**Written problem**. Report every line in the items below that contains the word "snow".

**Material provided**.

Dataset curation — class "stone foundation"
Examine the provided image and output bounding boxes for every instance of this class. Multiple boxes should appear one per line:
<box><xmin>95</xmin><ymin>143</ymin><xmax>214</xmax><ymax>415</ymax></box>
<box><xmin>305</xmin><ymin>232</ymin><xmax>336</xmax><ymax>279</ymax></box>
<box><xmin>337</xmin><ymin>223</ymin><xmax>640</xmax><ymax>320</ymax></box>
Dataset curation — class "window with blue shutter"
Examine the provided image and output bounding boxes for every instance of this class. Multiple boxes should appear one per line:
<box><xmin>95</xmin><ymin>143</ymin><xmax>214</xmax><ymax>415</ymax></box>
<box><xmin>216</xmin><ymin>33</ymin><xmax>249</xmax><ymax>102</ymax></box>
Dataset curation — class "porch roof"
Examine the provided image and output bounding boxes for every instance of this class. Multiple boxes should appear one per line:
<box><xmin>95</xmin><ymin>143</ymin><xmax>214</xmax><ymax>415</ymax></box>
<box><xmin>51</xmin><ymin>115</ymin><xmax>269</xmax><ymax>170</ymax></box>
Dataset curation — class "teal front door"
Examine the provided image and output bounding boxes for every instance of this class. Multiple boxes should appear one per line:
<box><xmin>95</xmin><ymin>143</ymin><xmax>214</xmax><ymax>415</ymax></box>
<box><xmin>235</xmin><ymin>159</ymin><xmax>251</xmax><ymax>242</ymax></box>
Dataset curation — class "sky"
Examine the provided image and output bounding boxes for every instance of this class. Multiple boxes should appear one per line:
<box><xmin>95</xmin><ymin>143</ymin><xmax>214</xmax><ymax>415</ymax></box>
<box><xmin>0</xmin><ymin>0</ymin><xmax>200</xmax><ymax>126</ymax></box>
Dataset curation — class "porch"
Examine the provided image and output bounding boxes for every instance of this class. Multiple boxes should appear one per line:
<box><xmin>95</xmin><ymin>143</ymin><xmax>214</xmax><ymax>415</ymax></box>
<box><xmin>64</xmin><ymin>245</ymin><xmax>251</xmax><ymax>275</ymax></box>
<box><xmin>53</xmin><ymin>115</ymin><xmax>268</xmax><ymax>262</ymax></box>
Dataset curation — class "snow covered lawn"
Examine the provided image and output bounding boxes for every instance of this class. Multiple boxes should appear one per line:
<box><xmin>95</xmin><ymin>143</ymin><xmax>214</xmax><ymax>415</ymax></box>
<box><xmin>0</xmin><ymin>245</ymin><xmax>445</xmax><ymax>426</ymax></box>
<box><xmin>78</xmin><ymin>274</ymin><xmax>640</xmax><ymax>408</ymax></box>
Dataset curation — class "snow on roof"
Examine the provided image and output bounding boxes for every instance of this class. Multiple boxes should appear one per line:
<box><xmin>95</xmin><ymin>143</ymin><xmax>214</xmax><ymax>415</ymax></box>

--

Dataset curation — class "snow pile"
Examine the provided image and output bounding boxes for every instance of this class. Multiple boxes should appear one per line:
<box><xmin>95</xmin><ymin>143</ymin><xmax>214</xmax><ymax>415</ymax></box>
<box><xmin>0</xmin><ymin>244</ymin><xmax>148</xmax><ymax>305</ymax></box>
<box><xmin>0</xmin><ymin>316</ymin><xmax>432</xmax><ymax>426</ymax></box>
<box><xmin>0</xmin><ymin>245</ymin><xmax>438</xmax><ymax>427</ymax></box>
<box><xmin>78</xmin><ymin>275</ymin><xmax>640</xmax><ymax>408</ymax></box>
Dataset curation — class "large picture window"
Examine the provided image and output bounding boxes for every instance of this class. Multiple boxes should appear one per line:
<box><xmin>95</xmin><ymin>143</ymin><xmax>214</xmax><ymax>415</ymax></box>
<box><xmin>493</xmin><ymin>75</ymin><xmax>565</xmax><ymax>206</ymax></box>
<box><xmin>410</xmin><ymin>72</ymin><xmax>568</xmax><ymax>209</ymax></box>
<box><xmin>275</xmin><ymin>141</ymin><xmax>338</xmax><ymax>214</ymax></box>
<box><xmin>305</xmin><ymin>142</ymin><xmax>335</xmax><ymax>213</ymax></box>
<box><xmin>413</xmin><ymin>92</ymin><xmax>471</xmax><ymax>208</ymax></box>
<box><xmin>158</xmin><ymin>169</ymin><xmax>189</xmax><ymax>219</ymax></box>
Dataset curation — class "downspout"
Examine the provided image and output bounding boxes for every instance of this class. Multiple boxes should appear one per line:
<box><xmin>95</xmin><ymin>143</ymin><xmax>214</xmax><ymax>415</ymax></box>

**Task answer**.
Dataset curation — class "snow covered lawn"
Dataset curation — class "snow on roof"
Dataset curation — class "snow pile"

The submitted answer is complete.